INSTRUCTIONS FOR THE TASK
Copy every line of the material below word for word.

EXERCISE INPUT
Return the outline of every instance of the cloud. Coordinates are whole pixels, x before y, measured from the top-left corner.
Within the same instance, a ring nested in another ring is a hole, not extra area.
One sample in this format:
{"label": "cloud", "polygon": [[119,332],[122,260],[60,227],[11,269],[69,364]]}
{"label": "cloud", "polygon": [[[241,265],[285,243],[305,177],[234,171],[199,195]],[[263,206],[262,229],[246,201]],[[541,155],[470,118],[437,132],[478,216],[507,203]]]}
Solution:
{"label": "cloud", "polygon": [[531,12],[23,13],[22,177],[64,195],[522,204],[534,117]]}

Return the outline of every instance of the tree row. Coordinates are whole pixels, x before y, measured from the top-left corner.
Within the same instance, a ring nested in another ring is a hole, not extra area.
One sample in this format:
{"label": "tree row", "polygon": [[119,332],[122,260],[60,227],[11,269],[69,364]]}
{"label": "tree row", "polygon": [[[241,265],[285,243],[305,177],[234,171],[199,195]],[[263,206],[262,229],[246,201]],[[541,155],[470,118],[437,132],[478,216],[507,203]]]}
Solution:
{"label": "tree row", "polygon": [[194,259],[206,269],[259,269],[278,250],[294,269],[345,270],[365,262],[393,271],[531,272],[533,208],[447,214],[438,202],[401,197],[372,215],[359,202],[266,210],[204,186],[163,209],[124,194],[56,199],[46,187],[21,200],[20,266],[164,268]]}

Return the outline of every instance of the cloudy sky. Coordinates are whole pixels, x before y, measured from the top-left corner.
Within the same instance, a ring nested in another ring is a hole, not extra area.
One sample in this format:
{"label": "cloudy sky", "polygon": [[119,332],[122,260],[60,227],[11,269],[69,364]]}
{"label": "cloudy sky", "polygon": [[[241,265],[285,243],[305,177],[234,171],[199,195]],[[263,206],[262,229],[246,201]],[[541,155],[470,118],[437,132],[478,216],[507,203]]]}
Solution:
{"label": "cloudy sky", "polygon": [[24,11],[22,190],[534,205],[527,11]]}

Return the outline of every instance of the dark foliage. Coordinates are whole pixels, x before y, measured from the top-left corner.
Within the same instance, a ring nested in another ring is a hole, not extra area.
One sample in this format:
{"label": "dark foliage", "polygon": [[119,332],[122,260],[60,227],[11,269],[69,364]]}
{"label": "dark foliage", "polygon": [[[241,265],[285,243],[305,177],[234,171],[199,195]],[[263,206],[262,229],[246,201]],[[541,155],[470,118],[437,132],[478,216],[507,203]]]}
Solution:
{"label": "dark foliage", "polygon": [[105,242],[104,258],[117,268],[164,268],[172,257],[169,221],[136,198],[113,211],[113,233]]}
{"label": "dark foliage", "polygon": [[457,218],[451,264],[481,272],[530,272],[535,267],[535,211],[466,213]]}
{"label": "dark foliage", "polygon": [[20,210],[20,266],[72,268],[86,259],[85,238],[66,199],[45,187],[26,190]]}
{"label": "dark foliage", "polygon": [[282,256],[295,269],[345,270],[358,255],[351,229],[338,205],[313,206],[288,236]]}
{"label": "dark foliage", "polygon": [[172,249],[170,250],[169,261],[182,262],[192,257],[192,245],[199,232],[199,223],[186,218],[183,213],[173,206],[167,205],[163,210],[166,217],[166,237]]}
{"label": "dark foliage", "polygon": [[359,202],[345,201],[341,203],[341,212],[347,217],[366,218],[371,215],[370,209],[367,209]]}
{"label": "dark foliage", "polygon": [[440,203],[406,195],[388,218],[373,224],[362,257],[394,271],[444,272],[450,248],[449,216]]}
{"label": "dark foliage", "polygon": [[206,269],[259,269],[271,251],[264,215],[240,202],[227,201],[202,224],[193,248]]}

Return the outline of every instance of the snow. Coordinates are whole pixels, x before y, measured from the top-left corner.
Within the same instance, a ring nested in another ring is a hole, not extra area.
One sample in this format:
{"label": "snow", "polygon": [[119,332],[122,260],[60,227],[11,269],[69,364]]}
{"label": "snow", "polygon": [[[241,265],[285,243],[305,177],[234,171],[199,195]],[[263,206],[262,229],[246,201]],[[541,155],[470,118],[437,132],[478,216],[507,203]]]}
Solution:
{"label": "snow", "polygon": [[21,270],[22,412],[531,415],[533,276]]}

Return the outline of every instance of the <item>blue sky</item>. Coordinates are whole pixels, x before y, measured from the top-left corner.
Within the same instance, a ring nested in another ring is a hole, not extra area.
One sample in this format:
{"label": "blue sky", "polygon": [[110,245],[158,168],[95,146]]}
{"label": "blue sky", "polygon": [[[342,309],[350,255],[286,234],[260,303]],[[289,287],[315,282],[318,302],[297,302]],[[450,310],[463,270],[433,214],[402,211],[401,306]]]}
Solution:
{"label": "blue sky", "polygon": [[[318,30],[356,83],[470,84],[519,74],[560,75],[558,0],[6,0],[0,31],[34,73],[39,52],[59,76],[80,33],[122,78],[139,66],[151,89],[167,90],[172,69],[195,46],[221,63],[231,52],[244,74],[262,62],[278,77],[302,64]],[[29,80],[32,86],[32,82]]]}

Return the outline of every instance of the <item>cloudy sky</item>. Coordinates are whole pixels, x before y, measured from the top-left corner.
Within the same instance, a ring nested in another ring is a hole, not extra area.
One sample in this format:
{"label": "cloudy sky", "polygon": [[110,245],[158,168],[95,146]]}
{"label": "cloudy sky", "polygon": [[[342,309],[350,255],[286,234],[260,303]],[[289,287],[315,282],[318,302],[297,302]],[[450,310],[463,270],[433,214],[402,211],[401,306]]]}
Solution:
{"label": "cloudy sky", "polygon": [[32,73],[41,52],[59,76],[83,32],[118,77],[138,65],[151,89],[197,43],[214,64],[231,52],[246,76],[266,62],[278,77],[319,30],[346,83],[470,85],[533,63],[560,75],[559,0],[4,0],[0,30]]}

FINISHED EXERCISE
Return the outline of every instance of the cloud. Coordinates are whole pixels, x before y, measured from the top-left corner.
Within the same instance, a ring nested in another ring is a hole, not extra area.
One sample in this format:
{"label": "cloud", "polygon": [[119,332],[122,260],[60,227],[11,269],[69,364]]}
{"label": "cloud", "polygon": [[[241,265],[285,243],[305,177],[234,171],[199,195]],[[263,206],[262,229],[246,201]],[[541,155],[470,118],[437,132],[478,216],[507,203]]]}
Solution:
{"label": "cloud", "polygon": [[531,12],[23,13],[22,177],[64,195],[522,204],[534,117]]}

Return the outline of every instance of the tree row. Coordinates are whole pixels, x before y, measured from the top-left corner.
Within the same instance, a ring nested in another ring is a hole, not extra area.
One sample in this format:
{"label": "tree row", "polygon": [[119,332],[122,260],[60,227],[11,269],[69,364]]}
{"label": "tree row", "polygon": [[[241,265],[285,243],[305,177],[234,171],[199,195]],[[263,206],[262,229],[246,201]],[[541,155],[470,118],[437,132],[478,216],[507,203]]]}
Solution:
{"label": "tree row", "polygon": [[194,259],[206,269],[259,269],[278,250],[294,269],[345,270],[365,262],[393,271],[531,272],[533,208],[447,214],[438,202],[401,197],[372,215],[359,202],[266,210],[204,186],[163,209],[124,194],[56,199],[46,187],[21,200],[20,266],[164,268]]}

Return the outline of every instance of the cloudy sky. Coordinates are whole pixels, x before y, measured from the top-left corner.
Within the same instance, a ring nested in another ring is a hole, not extra area.
One sample in this format:
{"label": "cloudy sky", "polygon": [[119,332],[122,260],[60,227],[11,269],[69,364]]}
{"label": "cloudy sky", "polygon": [[[241,265],[285,243],[305,177],[234,171],[199,195]],[[263,206],[262,229],[246,201]],[[541,155],[470,118],[437,132],[478,216],[507,203]]]}
Solution:
{"label": "cloudy sky", "polygon": [[24,11],[22,190],[534,205],[527,11]]}

Return the outline of every instance of the dark foliage. Coordinates are whole pixels, x before y, measured from the top-left corner.
Within the same instance, a ring nested in another ring is a hole, not extra area.
One sample in this format:
{"label": "dark foliage", "polygon": [[119,332],[122,260],[60,227],[11,269],[69,364]]}
{"label": "dark foliage", "polygon": [[[241,265],[285,243],[305,177],[234,171],[199,195]],[[263,206],[262,229],[246,201]],[[541,155],[470,118],[437,132],[478,216],[507,203]]]}
Solution:
{"label": "dark foliage", "polygon": [[105,242],[104,258],[117,268],[164,268],[172,257],[169,221],[136,198],[113,211],[113,233]]}
{"label": "dark foliage", "polygon": [[457,218],[451,264],[481,272],[530,272],[535,267],[535,211],[466,213]]}
{"label": "dark foliage", "polygon": [[20,210],[20,266],[72,268],[86,259],[85,238],[66,199],[45,187],[26,190]]}
{"label": "dark foliage", "polygon": [[282,256],[295,269],[345,270],[358,255],[351,229],[338,205],[313,206],[288,236]]}
{"label": "dark foliage", "polygon": [[172,249],[170,250],[169,261],[182,262],[192,257],[192,245],[199,232],[199,223],[186,218],[183,213],[173,206],[167,205],[163,210],[166,217],[166,237]]}
{"label": "dark foliage", "polygon": [[359,202],[345,201],[341,203],[341,212],[347,217],[366,218],[371,215],[370,209],[367,209]]}
{"label": "dark foliage", "polygon": [[440,203],[406,195],[388,218],[373,224],[362,257],[394,271],[444,272],[450,248],[449,216]]}
{"label": "dark foliage", "polygon": [[206,269],[259,269],[271,251],[264,215],[240,202],[227,201],[202,224],[193,248]]}

Return the outline of every instance of the snow. Coordinates are whole pixels, x before y, measured from the top-left corner.
Within the same instance, a ring nested in another ring is a hole, not extra area.
One sample in this format:
{"label": "snow", "polygon": [[119,332],[122,260],[60,227],[11,269],[69,364]]}
{"label": "snow", "polygon": [[[241,265],[285,243],[305,177],[234,171],[199,195]],[[263,206],[262,229],[246,201]],[[541,155],[470,118],[437,132],[478,216],[507,203]]]}
Solution:
{"label": "snow", "polygon": [[21,270],[22,412],[531,415],[533,276]]}

Return the outline of every instance of the <item>blue sky</item>. Coordinates are whole pixels, x before y, measured from the top-left corner.
Within the same instance, a ring nested in another ring is a hole, not extra area.
One sample in this format:
{"label": "blue sky", "polygon": [[110,245],[158,168],[95,146]]}
{"label": "blue sky", "polygon": [[[342,309],[350,255],[286,234],[260,303]],[[289,287],[315,282],[318,302],[297,302]],[[450,310],[463,270],[433,214],[402,211],[401,306]]]}
Solution:
{"label": "blue sky", "polygon": [[[318,30],[356,83],[470,84],[519,74],[560,75],[558,0],[6,0],[0,31],[34,73],[39,52],[59,76],[80,33],[122,78],[139,66],[151,89],[167,90],[172,69],[195,46],[221,63],[231,52],[244,74],[262,62],[278,77],[302,64]],[[29,80],[32,86],[32,82]]]}

Return the outline of every instance of the <item>cloudy sky</item>. Coordinates are whole pixels, x before y, measured from the top-left corner.
Within the same instance, a ring nested in another ring is a hole, not extra area.
One sample in this format:
{"label": "cloudy sky", "polygon": [[110,245],[158,168],[95,146]]}
{"label": "cloudy sky", "polygon": [[[342,309],[350,255],[286,234],[260,303]],[[289,287],[315,282],[318,302],[297,302]],[[450,310],[463,270],[433,214],[402,211],[401,306]]]}
Solution:
{"label": "cloudy sky", "polygon": [[32,73],[41,52],[59,76],[83,32],[118,77],[138,65],[151,89],[197,43],[214,64],[231,52],[246,76],[266,62],[278,77],[319,30],[346,83],[470,85],[533,63],[560,75],[559,0],[4,0],[0,30]]}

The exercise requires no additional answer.